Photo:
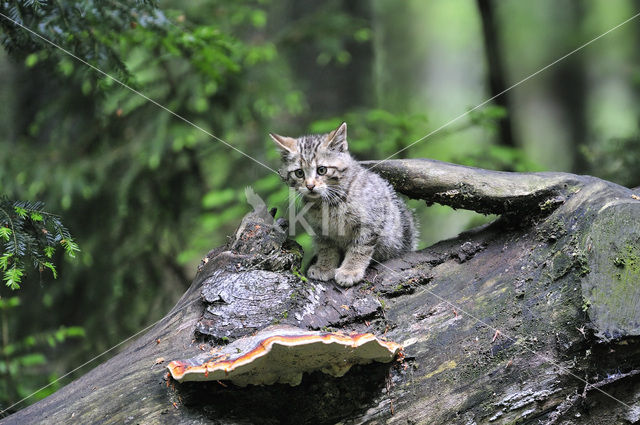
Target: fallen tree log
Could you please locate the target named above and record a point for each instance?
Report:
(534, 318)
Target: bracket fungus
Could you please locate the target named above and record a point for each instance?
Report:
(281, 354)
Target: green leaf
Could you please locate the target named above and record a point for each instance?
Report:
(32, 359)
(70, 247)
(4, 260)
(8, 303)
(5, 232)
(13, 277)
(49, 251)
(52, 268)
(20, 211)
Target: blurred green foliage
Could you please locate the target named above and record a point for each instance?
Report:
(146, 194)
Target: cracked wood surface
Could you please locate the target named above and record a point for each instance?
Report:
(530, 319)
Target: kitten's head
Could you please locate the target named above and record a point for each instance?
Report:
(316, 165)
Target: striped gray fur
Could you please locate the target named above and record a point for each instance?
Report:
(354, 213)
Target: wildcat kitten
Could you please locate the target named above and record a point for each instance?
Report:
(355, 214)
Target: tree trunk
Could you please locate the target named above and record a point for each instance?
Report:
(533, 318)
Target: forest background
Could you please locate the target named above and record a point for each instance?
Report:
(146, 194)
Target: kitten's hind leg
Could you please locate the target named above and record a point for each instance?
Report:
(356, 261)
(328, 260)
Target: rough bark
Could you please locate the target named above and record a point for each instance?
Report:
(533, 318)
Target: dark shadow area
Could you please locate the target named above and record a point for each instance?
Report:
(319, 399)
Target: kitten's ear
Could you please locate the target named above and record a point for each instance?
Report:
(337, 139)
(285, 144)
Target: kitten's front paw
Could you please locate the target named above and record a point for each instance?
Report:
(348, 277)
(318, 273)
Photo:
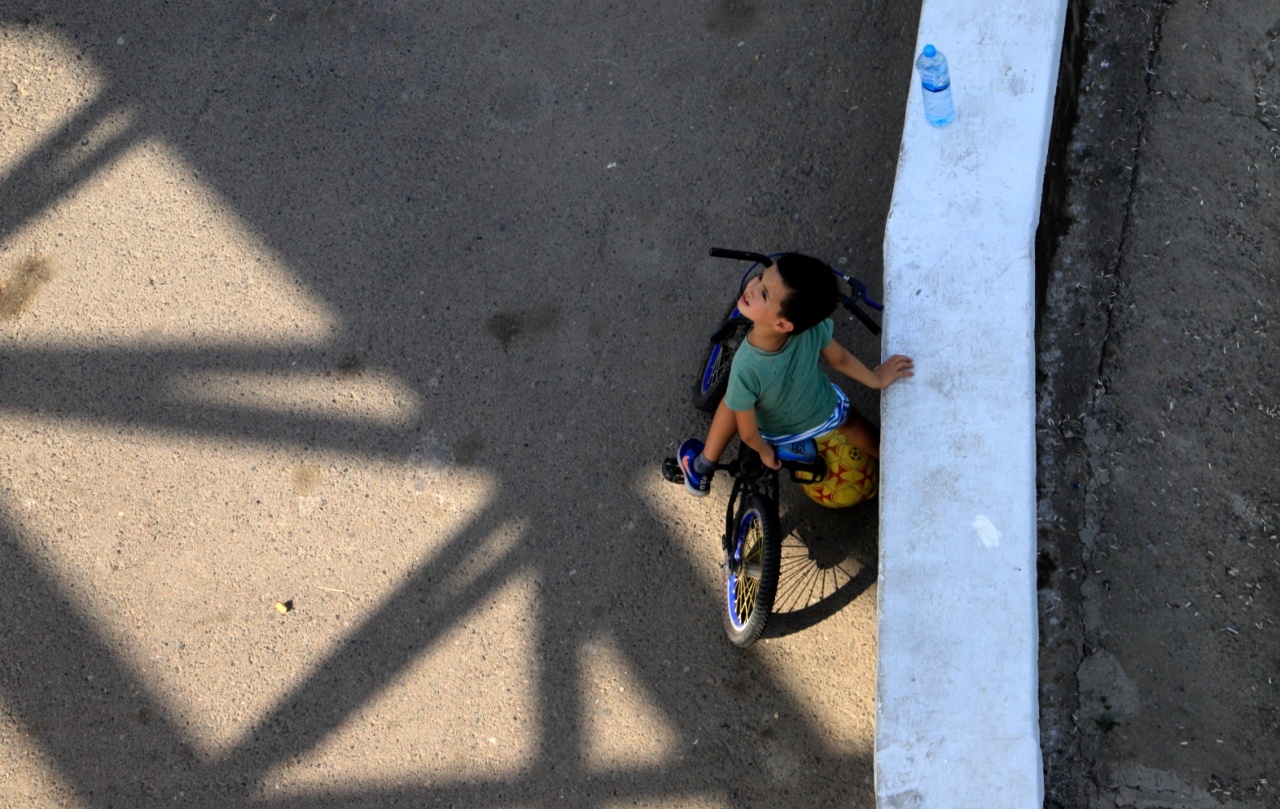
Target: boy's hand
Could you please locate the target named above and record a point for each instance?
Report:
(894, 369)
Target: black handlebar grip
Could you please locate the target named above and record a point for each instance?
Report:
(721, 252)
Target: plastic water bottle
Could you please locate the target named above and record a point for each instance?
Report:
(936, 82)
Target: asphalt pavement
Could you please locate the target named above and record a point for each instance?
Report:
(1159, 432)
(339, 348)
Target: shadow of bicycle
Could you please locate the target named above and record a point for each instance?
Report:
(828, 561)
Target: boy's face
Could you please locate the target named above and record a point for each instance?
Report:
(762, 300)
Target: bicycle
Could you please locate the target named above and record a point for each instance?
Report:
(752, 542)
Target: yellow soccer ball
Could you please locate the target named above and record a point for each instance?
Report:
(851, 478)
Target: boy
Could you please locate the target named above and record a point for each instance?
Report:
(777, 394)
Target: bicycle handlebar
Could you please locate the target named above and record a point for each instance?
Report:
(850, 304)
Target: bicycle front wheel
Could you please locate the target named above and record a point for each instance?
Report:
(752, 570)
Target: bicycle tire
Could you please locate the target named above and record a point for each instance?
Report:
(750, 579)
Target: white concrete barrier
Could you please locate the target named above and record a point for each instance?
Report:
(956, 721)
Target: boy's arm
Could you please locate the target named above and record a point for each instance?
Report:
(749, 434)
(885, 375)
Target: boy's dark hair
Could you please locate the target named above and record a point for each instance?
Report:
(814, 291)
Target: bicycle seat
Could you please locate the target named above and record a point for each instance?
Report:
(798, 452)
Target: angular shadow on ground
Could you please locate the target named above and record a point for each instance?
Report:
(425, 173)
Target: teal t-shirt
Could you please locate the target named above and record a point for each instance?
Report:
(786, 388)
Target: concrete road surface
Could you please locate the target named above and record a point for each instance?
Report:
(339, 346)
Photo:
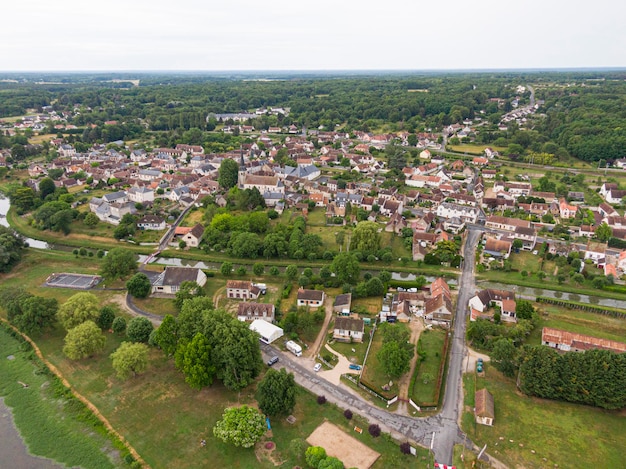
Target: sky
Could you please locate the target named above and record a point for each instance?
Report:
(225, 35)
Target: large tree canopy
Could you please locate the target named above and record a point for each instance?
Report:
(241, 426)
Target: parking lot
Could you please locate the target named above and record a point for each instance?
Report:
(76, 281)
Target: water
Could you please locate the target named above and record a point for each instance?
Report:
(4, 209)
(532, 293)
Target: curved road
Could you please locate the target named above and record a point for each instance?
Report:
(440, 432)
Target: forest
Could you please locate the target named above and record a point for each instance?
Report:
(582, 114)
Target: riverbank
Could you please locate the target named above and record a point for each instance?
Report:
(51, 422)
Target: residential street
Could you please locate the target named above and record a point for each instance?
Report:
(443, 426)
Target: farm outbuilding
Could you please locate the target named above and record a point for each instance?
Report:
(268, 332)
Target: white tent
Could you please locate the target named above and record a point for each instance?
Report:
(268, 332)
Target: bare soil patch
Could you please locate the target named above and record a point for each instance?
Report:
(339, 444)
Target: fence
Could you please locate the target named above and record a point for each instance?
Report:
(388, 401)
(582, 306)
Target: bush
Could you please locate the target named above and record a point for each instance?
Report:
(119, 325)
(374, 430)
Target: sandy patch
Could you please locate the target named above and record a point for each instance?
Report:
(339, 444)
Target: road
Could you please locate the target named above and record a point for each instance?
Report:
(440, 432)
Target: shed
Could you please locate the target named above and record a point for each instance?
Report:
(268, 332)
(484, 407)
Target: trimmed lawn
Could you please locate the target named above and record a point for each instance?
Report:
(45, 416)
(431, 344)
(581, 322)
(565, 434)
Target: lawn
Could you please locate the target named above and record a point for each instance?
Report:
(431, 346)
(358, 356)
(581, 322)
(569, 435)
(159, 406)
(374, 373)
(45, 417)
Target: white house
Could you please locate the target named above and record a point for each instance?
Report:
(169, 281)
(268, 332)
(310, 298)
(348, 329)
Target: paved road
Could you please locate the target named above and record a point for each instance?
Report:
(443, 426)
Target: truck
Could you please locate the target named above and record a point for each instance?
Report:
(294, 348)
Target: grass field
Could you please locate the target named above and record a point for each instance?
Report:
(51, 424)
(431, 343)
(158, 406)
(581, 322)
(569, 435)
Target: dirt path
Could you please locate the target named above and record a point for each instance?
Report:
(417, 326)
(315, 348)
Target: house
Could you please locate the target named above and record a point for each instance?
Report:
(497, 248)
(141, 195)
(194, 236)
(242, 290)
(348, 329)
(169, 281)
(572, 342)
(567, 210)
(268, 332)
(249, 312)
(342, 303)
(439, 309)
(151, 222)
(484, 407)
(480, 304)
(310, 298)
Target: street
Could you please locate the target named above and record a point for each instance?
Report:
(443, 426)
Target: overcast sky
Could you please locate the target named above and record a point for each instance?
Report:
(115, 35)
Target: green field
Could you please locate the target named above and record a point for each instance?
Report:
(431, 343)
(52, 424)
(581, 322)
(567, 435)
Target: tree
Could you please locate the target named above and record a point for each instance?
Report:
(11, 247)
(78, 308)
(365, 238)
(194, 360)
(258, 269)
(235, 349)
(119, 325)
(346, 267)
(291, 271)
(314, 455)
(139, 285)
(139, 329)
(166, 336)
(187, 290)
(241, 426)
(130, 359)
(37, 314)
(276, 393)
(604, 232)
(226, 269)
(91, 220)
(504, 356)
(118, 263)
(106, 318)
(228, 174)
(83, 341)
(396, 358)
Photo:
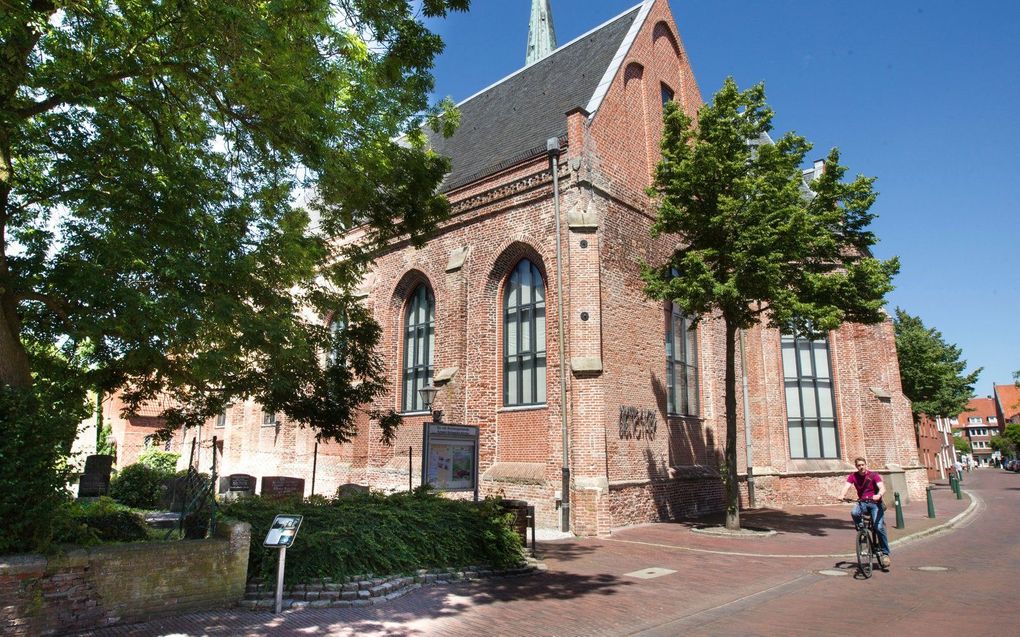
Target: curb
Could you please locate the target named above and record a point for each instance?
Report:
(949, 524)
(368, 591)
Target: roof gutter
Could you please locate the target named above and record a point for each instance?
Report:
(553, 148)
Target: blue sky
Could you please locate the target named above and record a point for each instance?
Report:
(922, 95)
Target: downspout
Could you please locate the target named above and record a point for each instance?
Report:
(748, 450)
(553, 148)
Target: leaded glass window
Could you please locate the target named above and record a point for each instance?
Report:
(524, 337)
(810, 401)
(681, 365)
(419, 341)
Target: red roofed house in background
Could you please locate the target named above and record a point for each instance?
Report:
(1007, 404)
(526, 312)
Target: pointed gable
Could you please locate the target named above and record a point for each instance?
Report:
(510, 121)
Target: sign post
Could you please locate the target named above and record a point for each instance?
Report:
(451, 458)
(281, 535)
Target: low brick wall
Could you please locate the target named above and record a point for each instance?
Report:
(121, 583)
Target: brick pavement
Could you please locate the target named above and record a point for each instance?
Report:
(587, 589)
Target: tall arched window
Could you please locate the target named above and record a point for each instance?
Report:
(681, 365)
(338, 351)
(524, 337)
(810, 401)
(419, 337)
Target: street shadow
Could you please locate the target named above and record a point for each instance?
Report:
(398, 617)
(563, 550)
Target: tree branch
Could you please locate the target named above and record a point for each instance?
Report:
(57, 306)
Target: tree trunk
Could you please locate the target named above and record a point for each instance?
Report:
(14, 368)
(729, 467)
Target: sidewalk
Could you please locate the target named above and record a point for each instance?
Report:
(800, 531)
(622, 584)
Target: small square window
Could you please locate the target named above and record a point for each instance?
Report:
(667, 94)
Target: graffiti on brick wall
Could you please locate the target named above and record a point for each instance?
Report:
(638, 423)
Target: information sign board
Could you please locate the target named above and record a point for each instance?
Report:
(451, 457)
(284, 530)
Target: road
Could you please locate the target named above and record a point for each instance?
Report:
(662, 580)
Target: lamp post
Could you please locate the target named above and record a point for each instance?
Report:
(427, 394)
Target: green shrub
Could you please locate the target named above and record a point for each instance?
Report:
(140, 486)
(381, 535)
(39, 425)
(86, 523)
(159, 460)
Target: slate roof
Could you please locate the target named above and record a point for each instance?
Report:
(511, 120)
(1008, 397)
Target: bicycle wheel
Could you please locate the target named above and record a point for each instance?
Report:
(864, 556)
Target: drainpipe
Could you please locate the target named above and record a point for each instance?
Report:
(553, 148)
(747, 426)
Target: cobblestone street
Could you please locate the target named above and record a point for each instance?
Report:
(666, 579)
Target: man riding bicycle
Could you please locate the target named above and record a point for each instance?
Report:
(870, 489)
..............................
§ **Task directions**: When copying from the data above, print only the lines from the line containing "Target: green field" to the line containing "Target: roof gutter", exactly, and leave the pictures out.

§ **Answer space**:
Target: green field
Could you please locate the target named above and record a point for each instance?
Report:
(431, 343)
(52, 424)
(581, 322)
(567, 435)
Target: tree
Could you please locate the target named above and record a point for each instance?
Report:
(11, 247)
(78, 308)
(365, 238)
(194, 360)
(258, 269)
(235, 349)
(119, 325)
(346, 267)
(291, 271)
(314, 455)
(139, 285)
(139, 329)
(166, 336)
(187, 290)
(241, 426)
(130, 359)
(37, 314)
(276, 393)
(604, 232)
(226, 269)
(91, 220)
(504, 356)
(118, 263)
(106, 318)
(228, 174)
(83, 341)
(396, 358)
Photo:
Target: curb
Could you please locate the target named above and record a point for each instance?
Report:
(949, 524)
(368, 591)
Target: roof gutter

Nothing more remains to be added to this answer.